• [Data extracts]:
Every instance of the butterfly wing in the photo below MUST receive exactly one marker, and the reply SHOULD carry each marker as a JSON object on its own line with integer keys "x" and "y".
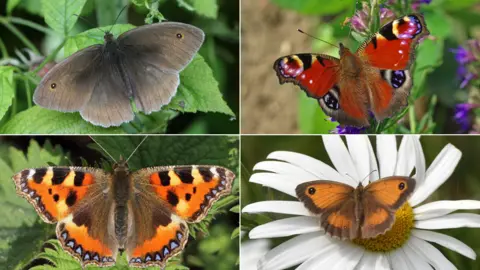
{"x": 74, "y": 197}
{"x": 153, "y": 57}
{"x": 89, "y": 82}
{"x": 171, "y": 196}
{"x": 335, "y": 204}
{"x": 380, "y": 201}
{"x": 318, "y": 76}
{"x": 391, "y": 52}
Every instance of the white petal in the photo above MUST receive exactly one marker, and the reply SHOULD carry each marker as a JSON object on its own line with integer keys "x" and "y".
{"x": 251, "y": 252}
{"x": 450, "y": 221}
{"x": 341, "y": 159}
{"x": 398, "y": 261}
{"x": 280, "y": 182}
{"x": 419, "y": 162}
{"x": 405, "y": 157}
{"x": 417, "y": 261}
{"x": 285, "y": 227}
{"x": 282, "y": 168}
{"x": 441, "y": 208}
{"x": 429, "y": 252}
{"x": 281, "y": 207}
{"x": 373, "y": 164}
{"x": 438, "y": 172}
{"x": 312, "y": 165}
{"x": 324, "y": 257}
{"x": 377, "y": 261}
{"x": 358, "y": 146}
{"x": 387, "y": 154}
{"x": 352, "y": 255}
{"x": 294, "y": 251}
{"x": 446, "y": 241}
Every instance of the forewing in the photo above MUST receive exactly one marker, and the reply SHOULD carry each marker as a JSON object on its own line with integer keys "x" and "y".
{"x": 153, "y": 56}
{"x": 78, "y": 199}
{"x": 394, "y": 45}
{"x": 67, "y": 87}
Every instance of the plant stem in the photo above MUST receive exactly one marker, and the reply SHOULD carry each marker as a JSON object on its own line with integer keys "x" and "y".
{"x": 19, "y": 34}
{"x": 29, "y": 93}
{"x": 28, "y": 23}
{"x": 3, "y": 49}
{"x": 413, "y": 123}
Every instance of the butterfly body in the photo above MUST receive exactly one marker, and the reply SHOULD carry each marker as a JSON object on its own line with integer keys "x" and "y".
{"x": 374, "y": 79}
{"x": 141, "y": 66}
{"x": 363, "y": 212}
{"x": 144, "y": 213}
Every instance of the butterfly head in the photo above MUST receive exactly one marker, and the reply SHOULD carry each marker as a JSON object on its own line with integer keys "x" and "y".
{"x": 121, "y": 165}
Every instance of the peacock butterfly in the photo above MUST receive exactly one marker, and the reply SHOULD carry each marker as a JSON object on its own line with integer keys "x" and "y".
{"x": 375, "y": 78}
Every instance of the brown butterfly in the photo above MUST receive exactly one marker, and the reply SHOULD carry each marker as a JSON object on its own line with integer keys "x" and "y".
{"x": 362, "y": 212}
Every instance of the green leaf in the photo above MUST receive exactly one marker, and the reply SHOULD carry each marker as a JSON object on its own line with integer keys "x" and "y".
{"x": 60, "y": 14}
{"x": 92, "y": 37}
{"x": 37, "y": 120}
{"x": 7, "y": 89}
{"x": 107, "y": 11}
{"x": 311, "y": 118}
{"x": 316, "y": 7}
{"x": 198, "y": 89}
{"x": 21, "y": 231}
{"x": 207, "y": 8}
{"x": 11, "y": 4}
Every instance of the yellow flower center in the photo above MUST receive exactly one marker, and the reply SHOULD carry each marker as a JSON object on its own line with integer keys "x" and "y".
{"x": 393, "y": 238}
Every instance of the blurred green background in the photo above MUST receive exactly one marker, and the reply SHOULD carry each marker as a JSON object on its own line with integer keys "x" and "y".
{"x": 210, "y": 106}
{"x": 271, "y": 32}
{"x": 464, "y": 184}
{"x": 26, "y": 241}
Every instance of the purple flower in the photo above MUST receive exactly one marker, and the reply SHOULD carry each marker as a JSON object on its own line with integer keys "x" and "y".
{"x": 463, "y": 115}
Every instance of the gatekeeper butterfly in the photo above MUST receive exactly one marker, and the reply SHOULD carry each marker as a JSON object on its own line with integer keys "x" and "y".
{"x": 362, "y": 212}
{"x": 375, "y": 78}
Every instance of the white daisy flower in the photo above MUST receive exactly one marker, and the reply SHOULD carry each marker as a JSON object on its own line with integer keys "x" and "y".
{"x": 405, "y": 246}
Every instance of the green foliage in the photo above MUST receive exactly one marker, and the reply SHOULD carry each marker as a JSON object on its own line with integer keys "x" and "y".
{"x": 434, "y": 72}
{"x": 24, "y": 237}
{"x": 200, "y": 89}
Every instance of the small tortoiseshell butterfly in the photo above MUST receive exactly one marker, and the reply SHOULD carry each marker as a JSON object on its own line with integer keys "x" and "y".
{"x": 375, "y": 78}
{"x": 143, "y": 213}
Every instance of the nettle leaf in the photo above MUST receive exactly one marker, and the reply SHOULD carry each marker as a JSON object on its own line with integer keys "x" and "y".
{"x": 7, "y": 89}
{"x": 60, "y": 15}
{"x": 38, "y": 120}
{"x": 207, "y": 8}
{"x": 21, "y": 231}
{"x": 311, "y": 118}
{"x": 317, "y": 7}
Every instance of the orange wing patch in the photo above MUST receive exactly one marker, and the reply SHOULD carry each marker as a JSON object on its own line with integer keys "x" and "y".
{"x": 88, "y": 250}
{"x": 168, "y": 241}
{"x": 322, "y": 196}
{"x": 191, "y": 190}
{"x": 53, "y": 190}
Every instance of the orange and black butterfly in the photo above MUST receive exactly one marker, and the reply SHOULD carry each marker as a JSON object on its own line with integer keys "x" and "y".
{"x": 362, "y": 212}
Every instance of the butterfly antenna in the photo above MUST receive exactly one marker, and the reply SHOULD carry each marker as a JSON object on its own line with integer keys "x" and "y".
{"x": 136, "y": 148}
{"x": 301, "y": 31}
{"x": 118, "y": 16}
{"x": 103, "y": 149}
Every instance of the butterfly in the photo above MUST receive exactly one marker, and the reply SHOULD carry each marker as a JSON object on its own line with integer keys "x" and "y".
{"x": 363, "y": 212}
{"x": 375, "y": 78}
{"x": 101, "y": 81}
{"x": 143, "y": 213}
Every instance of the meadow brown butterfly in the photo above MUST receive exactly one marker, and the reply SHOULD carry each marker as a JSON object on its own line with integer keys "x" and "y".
{"x": 362, "y": 212}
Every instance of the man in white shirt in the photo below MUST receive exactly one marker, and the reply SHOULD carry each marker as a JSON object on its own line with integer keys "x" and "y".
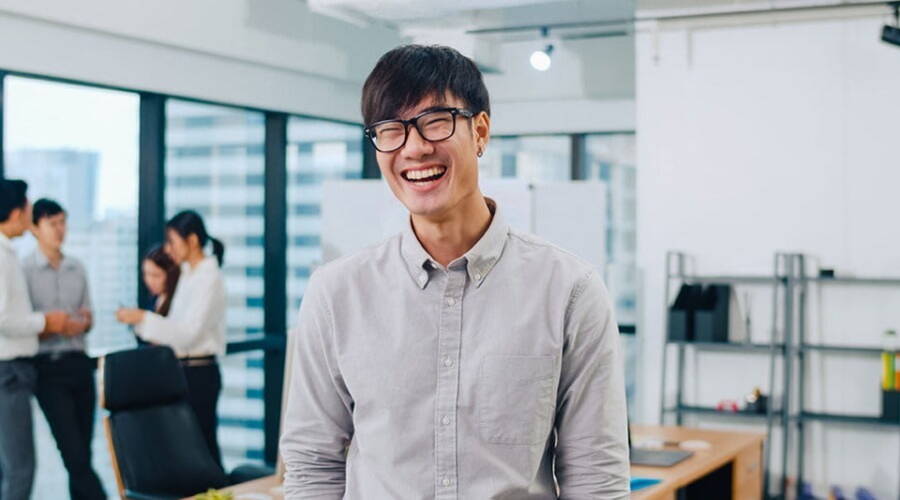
{"x": 19, "y": 330}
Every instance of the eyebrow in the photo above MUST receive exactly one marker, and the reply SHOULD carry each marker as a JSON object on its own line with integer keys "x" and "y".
{"x": 433, "y": 107}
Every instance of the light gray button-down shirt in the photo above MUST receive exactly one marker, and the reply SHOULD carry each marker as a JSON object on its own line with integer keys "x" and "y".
{"x": 64, "y": 289}
{"x": 487, "y": 379}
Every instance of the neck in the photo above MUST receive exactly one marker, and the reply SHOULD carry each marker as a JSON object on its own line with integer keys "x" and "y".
{"x": 8, "y": 231}
{"x": 449, "y": 238}
{"x": 54, "y": 255}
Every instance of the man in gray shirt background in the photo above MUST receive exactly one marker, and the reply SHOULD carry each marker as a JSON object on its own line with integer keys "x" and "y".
{"x": 65, "y": 388}
{"x": 20, "y": 326}
{"x": 460, "y": 359}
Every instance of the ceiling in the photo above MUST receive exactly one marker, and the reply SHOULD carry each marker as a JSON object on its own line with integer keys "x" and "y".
{"x": 467, "y": 15}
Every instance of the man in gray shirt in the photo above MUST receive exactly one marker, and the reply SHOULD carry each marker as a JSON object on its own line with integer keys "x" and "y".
{"x": 460, "y": 359}
{"x": 65, "y": 385}
{"x": 19, "y": 330}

• [Exercise brief]:
All of the records should be set down exactly, minus the pictures they hold.

• [Solution to the exercise]:
Every instance of the butterfly wing in the photo below MUST receive exactly one marker, and the reply SHOULD carry each marker as a JSON object on its own line with integer keys "x" and "y".
{"x": 74, "y": 197}
{"x": 153, "y": 57}
{"x": 89, "y": 82}
{"x": 171, "y": 196}
{"x": 335, "y": 204}
{"x": 380, "y": 201}
{"x": 318, "y": 76}
{"x": 391, "y": 52}
Every instance of the white petal in the photo above MUST receive exactly one marker, and the reply SHOULD carry each marker as a JSON object on its own line with integer keys "x" and "y".
{"x": 251, "y": 252}
{"x": 450, "y": 221}
{"x": 341, "y": 159}
{"x": 398, "y": 261}
{"x": 280, "y": 182}
{"x": 419, "y": 162}
{"x": 405, "y": 157}
{"x": 417, "y": 261}
{"x": 285, "y": 227}
{"x": 282, "y": 168}
{"x": 441, "y": 208}
{"x": 429, "y": 252}
{"x": 281, "y": 207}
{"x": 373, "y": 164}
{"x": 438, "y": 172}
{"x": 312, "y": 165}
{"x": 324, "y": 257}
{"x": 377, "y": 261}
{"x": 358, "y": 146}
{"x": 387, "y": 154}
{"x": 352, "y": 255}
{"x": 294, "y": 251}
{"x": 446, "y": 241}
Every instance of the forewing in the photo above MUST receive exactly one marker, and the reply SHOULD carry each marker as a JSON object on its own line with integer keys "x" and "y".
{"x": 153, "y": 56}
{"x": 78, "y": 199}
{"x": 394, "y": 45}
{"x": 67, "y": 87}
Every instance of the plant stem in the photo above MUST receive exactly one marker, and the reply SHOULD carry each marker as a JSON object on its own line with integer keys "x" and "y".
{"x": 19, "y": 34}
{"x": 29, "y": 93}
{"x": 28, "y": 23}
{"x": 3, "y": 49}
{"x": 413, "y": 123}
Every instance of the butterfly body in the photo above MUST receive exactly one marker, and the reply SHOULD carry each marker as a JSON object on its own line with integer keys "x" and "y".
{"x": 374, "y": 79}
{"x": 141, "y": 66}
{"x": 363, "y": 212}
{"x": 144, "y": 213}
Every instance of the butterfly head in the photo above MUST receive exactly one marker, and the reply SHOULD carry each marker as a JSON object on its own line with integer keys "x" and "y".
{"x": 121, "y": 165}
Every instance of the peacock butterfly in the photo above MUST receive exactly one marker, and the reply SHOULD carry each marker as a JSON object on its own line with integer keys "x" and "y".
{"x": 375, "y": 78}
Every instance of the brown butterfly in the photo above MUST receive exactly one marker, and the reply SHOULD carry each marker as a JSON object on its own line with integer keys "x" and "y".
{"x": 362, "y": 212}
Every instance of the green leaf in the photo above MUST receive exactly one marker, and the reply SHOULD carry each marker as a JSON object on its own line with integer keys "x" and "y".
{"x": 60, "y": 14}
{"x": 92, "y": 37}
{"x": 37, "y": 120}
{"x": 7, "y": 89}
{"x": 107, "y": 11}
{"x": 311, "y": 118}
{"x": 316, "y": 7}
{"x": 198, "y": 89}
{"x": 21, "y": 231}
{"x": 207, "y": 8}
{"x": 11, "y": 4}
Every instance of the yellow flower center in the photo above MUST receive exactly one marker, and the reply SHOULD carry each marker as a JSON object on its own line with integer keys "x" and "y".
{"x": 393, "y": 238}
Every instance of the blurred green background in the photo above MUST receive exactly one marker, and the reply SHOULD carry each marker as a JSON object on its own line with integer keys "x" and "y".
{"x": 210, "y": 106}
{"x": 271, "y": 32}
{"x": 464, "y": 184}
{"x": 26, "y": 241}
Every instance of the purple flower in the photo above MUST receive exactly one marker, and the reply SHOULD carry each marker as a JSON object on its own line with integer keys "x" and "y".
{"x": 463, "y": 115}
Every instance of the gatekeeper butterfly in the photo above MUST receive exactly one marker, and the reply SHOULD carry each marker as a JSON object on its own line with integer keys "x" and "y".
{"x": 362, "y": 212}
{"x": 375, "y": 78}
Every instance of the white daisy flower in the photo above MUST receive exactly one marker, and the reply SHOULD carry each marker as a JSON object on its own line with integer keys "x" and "y".
{"x": 405, "y": 246}
Every instance of the green foliage in the photo above MUST receive exactly one marker, and the reply SHOULD carry each marker as a JSON object on its own line with integer keys "x" and "y".
{"x": 434, "y": 72}
{"x": 24, "y": 237}
{"x": 200, "y": 89}
Every instance of the small tortoiseshell butterfly in the photo above MUST receive exactly one marker, and the reply SHOULD carry each marker as a JSON object on its own line with integer keys "x" and "y".
{"x": 375, "y": 78}
{"x": 143, "y": 213}
Every instance of the nettle leaf in the photo above MUST receive exactly one marker, and the reply SHOULD carry each marker as a JSON object on its own line with integer keys "x" and "y".
{"x": 7, "y": 89}
{"x": 60, "y": 15}
{"x": 38, "y": 120}
{"x": 207, "y": 8}
{"x": 21, "y": 231}
{"x": 311, "y": 118}
{"x": 317, "y": 7}
Every instance of the orange wing patch in the photo above MUST receive exactly one marker, and the reply SHOULD carry each marker as a JSON object on its own line with integer keys "x" and "y".
{"x": 88, "y": 250}
{"x": 168, "y": 241}
{"x": 322, "y": 196}
{"x": 191, "y": 190}
{"x": 53, "y": 190}
Every instance of the orange and black butterfly in the photo above MUST receive exactly one marker, and the reply SHOULD carry each marker as a JSON object on its own line with integer keys "x" and "y".
{"x": 362, "y": 212}
Every instance of the butterfly antenna in the photo above MUST receive exactly one marker, and the reply SHOULD carry each marker as a JSON object on its own line with integer keys "x" and "y".
{"x": 136, "y": 148}
{"x": 301, "y": 31}
{"x": 118, "y": 16}
{"x": 103, "y": 149}
Every instance of the butterfly in the photo above MUST receive exactly one marker, and the reply SHOULD carry each marker as a JSON object on its own line with integer keys "x" and "y".
{"x": 363, "y": 212}
{"x": 375, "y": 78}
{"x": 101, "y": 81}
{"x": 143, "y": 213}
Every instance of the meadow brown butterfly in the photo above MUST receive exactly one marker, and the reply SHOULD carry each marker as a JSON object on its own line with integer keys "x" and "y".
{"x": 362, "y": 212}
Every instance of the man in white shirt in the photo below MUST receive exactly one marker, and the reply SHOULD carry each marker as a JSON object on its own line with integer keys "x" and "y".
{"x": 19, "y": 330}
Every instance of the eyebrow in the photo above MUST receive exactly one marker, and the reply SHOULD carry each marker as a JSON object on its own line with integer keys "x" and "y".
{"x": 433, "y": 107}
Every instance of the light gray button-down shirt in the photo above MUST receive exactly one marker, and the reply SHOULD carry each marker as a JSON object on its own line with integer keys "x" and "y".
{"x": 64, "y": 289}
{"x": 487, "y": 379}
Every instance of the neck in the photo above MUST receive exactly one marker, and the reply SHOULD carry each marker as a JSON object on its own line with integer keys "x" and "y".
{"x": 8, "y": 231}
{"x": 449, "y": 238}
{"x": 54, "y": 255}
Every instance of the man in gray shirt background in the photo above MUST receive exactly one marker, and the reply SHOULD carry each marker as a JSON object on its own line with integer keys "x" and "y".
{"x": 65, "y": 388}
{"x": 20, "y": 326}
{"x": 460, "y": 359}
Every instance of the ceiling in the photo above MUST receive exactly one marker, and the reply SHOULD carry each marker as a JSON object on its own line with integer keys "x" and "y".
{"x": 467, "y": 15}
Every instance of the man in gray shirt in the photo above MUST receive exactly one marker, and the reply SHOULD carry each marker as a JSON object on its own line with integer keys "x" and "y".
{"x": 460, "y": 359}
{"x": 65, "y": 385}
{"x": 19, "y": 330}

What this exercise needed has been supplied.